*ACTIVITY*
Return every entry exactly. Leave nothing out.
---------- DATA FOR PROCESSING
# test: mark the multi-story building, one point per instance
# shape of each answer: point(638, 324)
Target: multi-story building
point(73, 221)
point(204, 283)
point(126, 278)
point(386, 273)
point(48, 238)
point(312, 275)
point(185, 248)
--------------------
*ANSWER SECTION*
# test: mark the multi-story building, one point per instance
# shape of each answer: point(638, 324)
Target: multi-story building
point(73, 221)
point(204, 283)
point(126, 278)
point(386, 273)
point(48, 238)
point(312, 275)
point(185, 248)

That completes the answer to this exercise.